BEGIN Data for analysis

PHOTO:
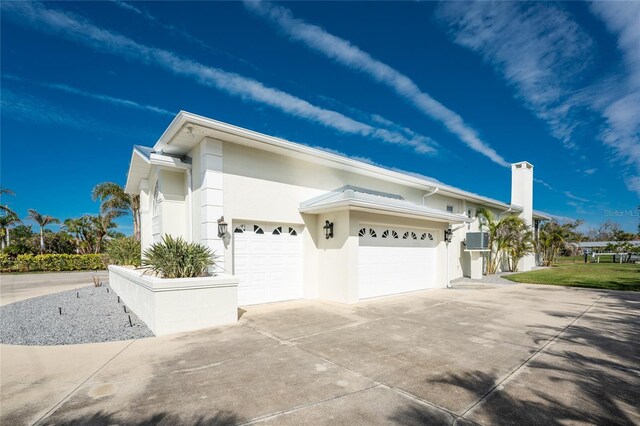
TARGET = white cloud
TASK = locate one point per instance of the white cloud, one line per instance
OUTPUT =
(80, 30)
(97, 96)
(546, 57)
(353, 57)
(575, 197)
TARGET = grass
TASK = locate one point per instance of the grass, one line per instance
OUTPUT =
(611, 276)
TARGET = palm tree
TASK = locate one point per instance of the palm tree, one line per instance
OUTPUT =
(6, 220)
(5, 208)
(102, 224)
(42, 220)
(115, 201)
(520, 241)
(83, 231)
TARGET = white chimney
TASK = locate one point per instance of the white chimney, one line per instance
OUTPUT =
(522, 196)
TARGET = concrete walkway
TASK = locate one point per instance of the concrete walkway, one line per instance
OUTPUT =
(17, 287)
(518, 354)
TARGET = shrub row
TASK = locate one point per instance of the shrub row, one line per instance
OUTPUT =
(51, 262)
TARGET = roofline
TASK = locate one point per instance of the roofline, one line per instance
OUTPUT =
(183, 118)
(378, 207)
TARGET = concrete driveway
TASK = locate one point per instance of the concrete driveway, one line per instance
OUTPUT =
(512, 355)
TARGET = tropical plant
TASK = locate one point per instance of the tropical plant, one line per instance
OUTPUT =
(102, 225)
(124, 251)
(7, 219)
(176, 258)
(42, 220)
(520, 241)
(3, 207)
(114, 200)
(554, 237)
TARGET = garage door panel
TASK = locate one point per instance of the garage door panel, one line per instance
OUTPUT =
(396, 265)
(268, 265)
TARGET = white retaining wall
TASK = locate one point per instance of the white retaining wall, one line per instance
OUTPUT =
(175, 305)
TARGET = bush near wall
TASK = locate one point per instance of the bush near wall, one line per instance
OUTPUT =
(51, 262)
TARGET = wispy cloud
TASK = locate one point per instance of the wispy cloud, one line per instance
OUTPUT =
(546, 57)
(345, 53)
(575, 197)
(82, 31)
(97, 96)
(31, 109)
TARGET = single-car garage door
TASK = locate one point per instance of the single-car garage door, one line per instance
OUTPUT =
(394, 260)
(268, 261)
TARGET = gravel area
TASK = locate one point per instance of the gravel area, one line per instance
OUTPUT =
(89, 315)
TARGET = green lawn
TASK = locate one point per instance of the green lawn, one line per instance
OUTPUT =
(612, 276)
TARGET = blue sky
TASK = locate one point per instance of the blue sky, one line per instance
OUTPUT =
(453, 90)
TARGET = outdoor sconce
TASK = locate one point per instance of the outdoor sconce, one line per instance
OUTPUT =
(328, 229)
(222, 227)
(448, 235)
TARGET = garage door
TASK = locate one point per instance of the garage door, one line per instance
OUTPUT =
(268, 261)
(395, 260)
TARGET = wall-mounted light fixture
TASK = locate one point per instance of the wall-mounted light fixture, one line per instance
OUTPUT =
(448, 235)
(328, 229)
(222, 227)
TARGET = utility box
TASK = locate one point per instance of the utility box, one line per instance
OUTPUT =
(477, 241)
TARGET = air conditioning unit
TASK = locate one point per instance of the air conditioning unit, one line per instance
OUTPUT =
(477, 241)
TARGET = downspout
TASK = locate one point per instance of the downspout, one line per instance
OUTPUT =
(189, 207)
(435, 189)
(447, 245)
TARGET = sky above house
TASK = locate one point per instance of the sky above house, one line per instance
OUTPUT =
(454, 91)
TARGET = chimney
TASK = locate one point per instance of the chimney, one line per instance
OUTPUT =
(522, 196)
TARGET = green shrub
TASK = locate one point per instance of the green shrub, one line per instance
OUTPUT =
(124, 251)
(51, 262)
(175, 258)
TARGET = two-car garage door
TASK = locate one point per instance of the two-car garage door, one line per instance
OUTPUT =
(268, 261)
(395, 260)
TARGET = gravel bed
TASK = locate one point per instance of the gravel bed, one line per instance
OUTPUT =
(89, 315)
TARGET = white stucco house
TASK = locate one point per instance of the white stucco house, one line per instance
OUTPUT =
(305, 223)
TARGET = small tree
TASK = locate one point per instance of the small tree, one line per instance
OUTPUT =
(42, 220)
(115, 202)
(7, 219)
(553, 237)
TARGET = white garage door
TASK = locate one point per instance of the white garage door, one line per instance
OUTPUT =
(268, 261)
(394, 260)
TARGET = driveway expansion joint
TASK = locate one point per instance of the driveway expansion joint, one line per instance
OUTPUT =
(513, 372)
(74, 390)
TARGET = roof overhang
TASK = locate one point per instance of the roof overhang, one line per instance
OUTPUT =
(142, 158)
(349, 199)
(187, 130)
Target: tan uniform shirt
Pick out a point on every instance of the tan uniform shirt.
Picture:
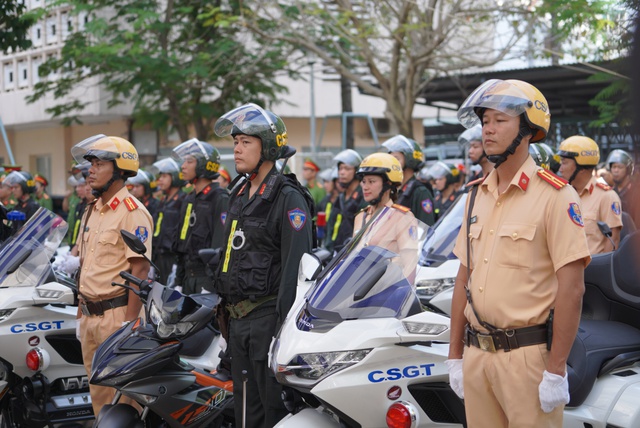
(103, 253)
(599, 202)
(519, 239)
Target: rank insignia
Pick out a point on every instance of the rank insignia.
(427, 206)
(615, 207)
(575, 214)
(142, 233)
(297, 219)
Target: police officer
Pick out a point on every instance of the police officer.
(143, 184)
(523, 250)
(267, 231)
(23, 186)
(103, 308)
(412, 194)
(202, 216)
(167, 225)
(349, 202)
(472, 139)
(598, 202)
(447, 177)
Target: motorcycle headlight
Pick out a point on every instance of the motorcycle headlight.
(165, 330)
(427, 288)
(307, 370)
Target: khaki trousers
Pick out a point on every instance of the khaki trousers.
(501, 388)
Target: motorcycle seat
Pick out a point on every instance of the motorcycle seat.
(596, 343)
(197, 345)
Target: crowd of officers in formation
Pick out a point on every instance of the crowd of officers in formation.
(194, 203)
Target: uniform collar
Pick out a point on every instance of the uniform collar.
(520, 180)
(115, 201)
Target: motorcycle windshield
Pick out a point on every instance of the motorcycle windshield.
(25, 257)
(438, 247)
(372, 278)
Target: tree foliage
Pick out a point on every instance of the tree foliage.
(393, 49)
(182, 63)
(14, 25)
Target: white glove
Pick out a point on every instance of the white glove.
(455, 376)
(70, 264)
(78, 328)
(553, 391)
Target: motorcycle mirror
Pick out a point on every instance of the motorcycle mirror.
(310, 266)
(133, 242)
(604, 228)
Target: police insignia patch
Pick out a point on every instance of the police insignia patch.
(297, 219)
(575, 214)
(615, 207)
(142, 233)
(427, 206)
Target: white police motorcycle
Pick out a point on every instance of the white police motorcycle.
(358, 350)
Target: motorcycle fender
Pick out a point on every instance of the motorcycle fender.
(626, 412)
(311, 418)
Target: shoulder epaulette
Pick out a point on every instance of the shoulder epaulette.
(130, 204)
(401, 208)
(551, 178)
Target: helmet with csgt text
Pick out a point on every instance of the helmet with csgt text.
(582, 149)
(206, 156)
(512, 97)
(413, 156)
(382, 164)
(108, 148)
(251, 119)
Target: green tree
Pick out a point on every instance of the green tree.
(393, 49)
(182, 63)
(14, 25)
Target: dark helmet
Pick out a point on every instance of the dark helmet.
(251, 119)
(413, 156)
(22, 178)
(145, 179)
(169, 166)
(206, 155)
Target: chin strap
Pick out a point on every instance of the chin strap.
(522, 132)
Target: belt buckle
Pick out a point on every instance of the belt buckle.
(486, 342)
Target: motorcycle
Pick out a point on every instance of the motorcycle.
(42, 378)
(147, 361)
(352, 352)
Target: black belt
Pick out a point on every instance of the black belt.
(507, 339)
(101, 306)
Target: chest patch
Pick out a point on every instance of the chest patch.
(574, 214)
(297, 219)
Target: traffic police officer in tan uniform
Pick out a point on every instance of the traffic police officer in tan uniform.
(599, 202)
(523, 250)
(103, 308)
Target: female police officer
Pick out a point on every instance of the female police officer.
(268, 228)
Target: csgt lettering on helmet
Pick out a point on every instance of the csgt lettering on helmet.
(281, 139)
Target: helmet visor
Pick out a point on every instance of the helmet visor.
(493, 94)
(192, 147)
(98, 146)
(165, 166)
(248, 119)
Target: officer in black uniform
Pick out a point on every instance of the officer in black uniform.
(23, 186)
(202, 215)
(268, 229)
(144, 184)
(413, 194)
(168, 218)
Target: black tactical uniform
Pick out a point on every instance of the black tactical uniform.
(201, 225)
(166, 233)
(265, 237)
(416, 196)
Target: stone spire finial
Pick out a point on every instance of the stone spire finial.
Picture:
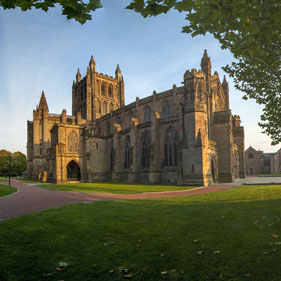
(92, 63)
(43, 102)
(117, 72)
(206, 64)
(78, 76)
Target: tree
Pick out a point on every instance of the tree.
(18, 163)
(78, 10)
(250, 29)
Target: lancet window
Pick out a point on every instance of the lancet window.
(127, 153)
(147, 114)
(72, 142)
(146, 141)
(166, 110)
(171, 148)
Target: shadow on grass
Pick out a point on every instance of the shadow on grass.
(114, 188)
(229, 235)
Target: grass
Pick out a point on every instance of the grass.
(29, 181)
(114, 187)
(2, 179)
(270, 175)
(6, 190)
(228, 235)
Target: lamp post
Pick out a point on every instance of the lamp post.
(10, 155)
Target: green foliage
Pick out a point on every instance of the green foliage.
(250, 29)
(73, 9)
(6, 190)
(114, 188)
(17, 162)
(228, 235)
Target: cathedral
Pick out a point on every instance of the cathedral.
(186, 135)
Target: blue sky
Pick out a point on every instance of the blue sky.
(42, 51)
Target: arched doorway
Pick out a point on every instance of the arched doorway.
(213, 170)
(73, 171)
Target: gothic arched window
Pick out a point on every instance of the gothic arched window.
(72, 142)
(166, 110)
(146, 150)
(98, 107)
(110, 91)
(127, 153)
(147, 114)
(171, 148)
(108, 131)
(103, 89)
(111, 158)
(104, 108)
(118, 120)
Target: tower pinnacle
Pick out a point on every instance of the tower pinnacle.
(206, 64)
(92, 63)
(78, 76)
(118, 72)
(43, 102)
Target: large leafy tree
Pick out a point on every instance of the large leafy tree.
(250, 29)
(73, 9)
(17, 163)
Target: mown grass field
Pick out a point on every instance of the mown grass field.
(6, 190)
(270, 175)
(117, 188)
(228, 235)
(2, 179)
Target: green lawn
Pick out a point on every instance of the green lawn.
(229, 235)
(270, 175)
(29, 181)
(118, 188)
(6, 190)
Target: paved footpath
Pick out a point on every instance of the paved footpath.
(30, 199)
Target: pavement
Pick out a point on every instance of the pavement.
(30, 198)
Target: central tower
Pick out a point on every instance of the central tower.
(97, 94)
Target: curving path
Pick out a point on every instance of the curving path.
(31, 199)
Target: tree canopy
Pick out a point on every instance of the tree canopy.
(17, 163)
(78, 10)
(250, 29)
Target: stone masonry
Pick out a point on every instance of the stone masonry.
(185, 135)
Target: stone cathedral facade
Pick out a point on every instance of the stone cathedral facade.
(185, 135)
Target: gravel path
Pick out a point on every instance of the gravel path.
(30, 199)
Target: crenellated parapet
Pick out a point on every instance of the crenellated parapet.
(97, 94)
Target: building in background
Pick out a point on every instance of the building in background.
(185, 135)
(257, 162)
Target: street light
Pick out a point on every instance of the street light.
(10, 156)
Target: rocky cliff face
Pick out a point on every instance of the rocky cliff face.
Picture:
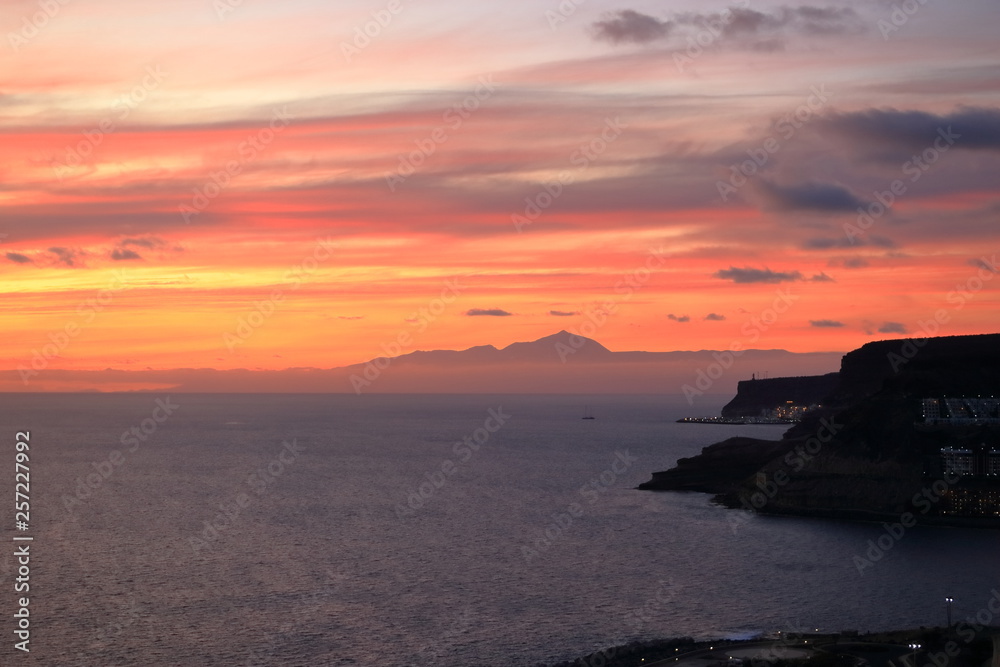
(862, 455)
(756, 396)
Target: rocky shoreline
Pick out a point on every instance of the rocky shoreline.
(864, 454)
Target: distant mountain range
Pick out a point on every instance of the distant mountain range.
(560, 363)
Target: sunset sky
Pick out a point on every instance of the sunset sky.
(259, 184)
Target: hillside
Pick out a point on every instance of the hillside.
(869, 452)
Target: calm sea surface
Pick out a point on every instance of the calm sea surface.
(371, 538)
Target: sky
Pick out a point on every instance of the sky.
(248, 184)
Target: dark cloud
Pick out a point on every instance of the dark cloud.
(120, 254)
(630, 26)
(810, 196)
(751, 275)
(892, 327)
(491, 312)
(741, 27)
(975, 127)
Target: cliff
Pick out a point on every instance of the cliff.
(756, 396)
(866, 453)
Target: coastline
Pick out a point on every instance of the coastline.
(848, 648)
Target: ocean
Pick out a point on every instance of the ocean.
(398, 530)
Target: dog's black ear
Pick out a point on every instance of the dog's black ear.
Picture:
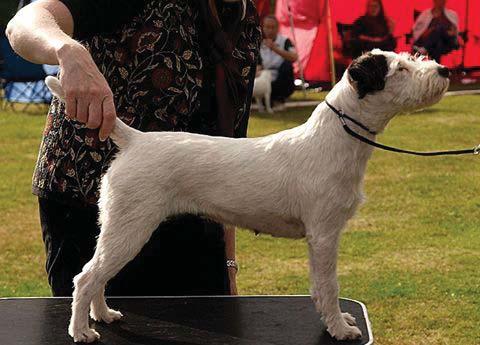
(369, 72)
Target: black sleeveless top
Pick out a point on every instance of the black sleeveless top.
(161, 78)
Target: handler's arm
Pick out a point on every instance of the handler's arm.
(40, 32)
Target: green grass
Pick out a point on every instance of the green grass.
(411, 253)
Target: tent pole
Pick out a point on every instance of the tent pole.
(330, 44)
(300, 65)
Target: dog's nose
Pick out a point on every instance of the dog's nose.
(444, 71)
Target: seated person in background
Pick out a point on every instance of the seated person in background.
(435, 31)
(278, 54)
(372, 30)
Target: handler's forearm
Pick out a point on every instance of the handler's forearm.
(41, 30)
(230, 242)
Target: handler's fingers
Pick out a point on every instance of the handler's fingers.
(95, 110)
(71, 106)
(82, 109)
(109, 116)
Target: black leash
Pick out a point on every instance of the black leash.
(343, 117)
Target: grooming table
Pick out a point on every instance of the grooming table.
(216, 320)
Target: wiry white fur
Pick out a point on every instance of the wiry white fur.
(262, 89)
(301, 182)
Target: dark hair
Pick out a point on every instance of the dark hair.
(369, 71)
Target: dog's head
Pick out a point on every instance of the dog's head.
(403, 81)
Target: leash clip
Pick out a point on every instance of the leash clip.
(476, 150)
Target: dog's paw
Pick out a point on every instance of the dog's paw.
(349, 319)
(87, 335)
(108, 316)
(345, 332)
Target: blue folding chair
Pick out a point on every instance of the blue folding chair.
(22, 81)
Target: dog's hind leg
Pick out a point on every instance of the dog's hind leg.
(324, 290)
(122, 237)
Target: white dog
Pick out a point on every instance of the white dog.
(262, 89)
(301, 182)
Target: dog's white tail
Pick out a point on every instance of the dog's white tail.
(121, 133)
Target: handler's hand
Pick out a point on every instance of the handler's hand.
(88, 97)
(232, 276)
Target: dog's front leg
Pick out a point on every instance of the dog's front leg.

END Data for analysis

> Instructions to follow
Using the records above, set down exactly the lines from the one with "Target: sunset sky" through the one with "Target: calm sea surface", inclusive, and nothing more.

> Solved exercise
Target: sunset sky
Pick out a point on every instance of the sunset sky.
(259, 184)
Target: hillside
Pick out a point on every instance of the hillside.
(869, 452)
Target: calm sea surface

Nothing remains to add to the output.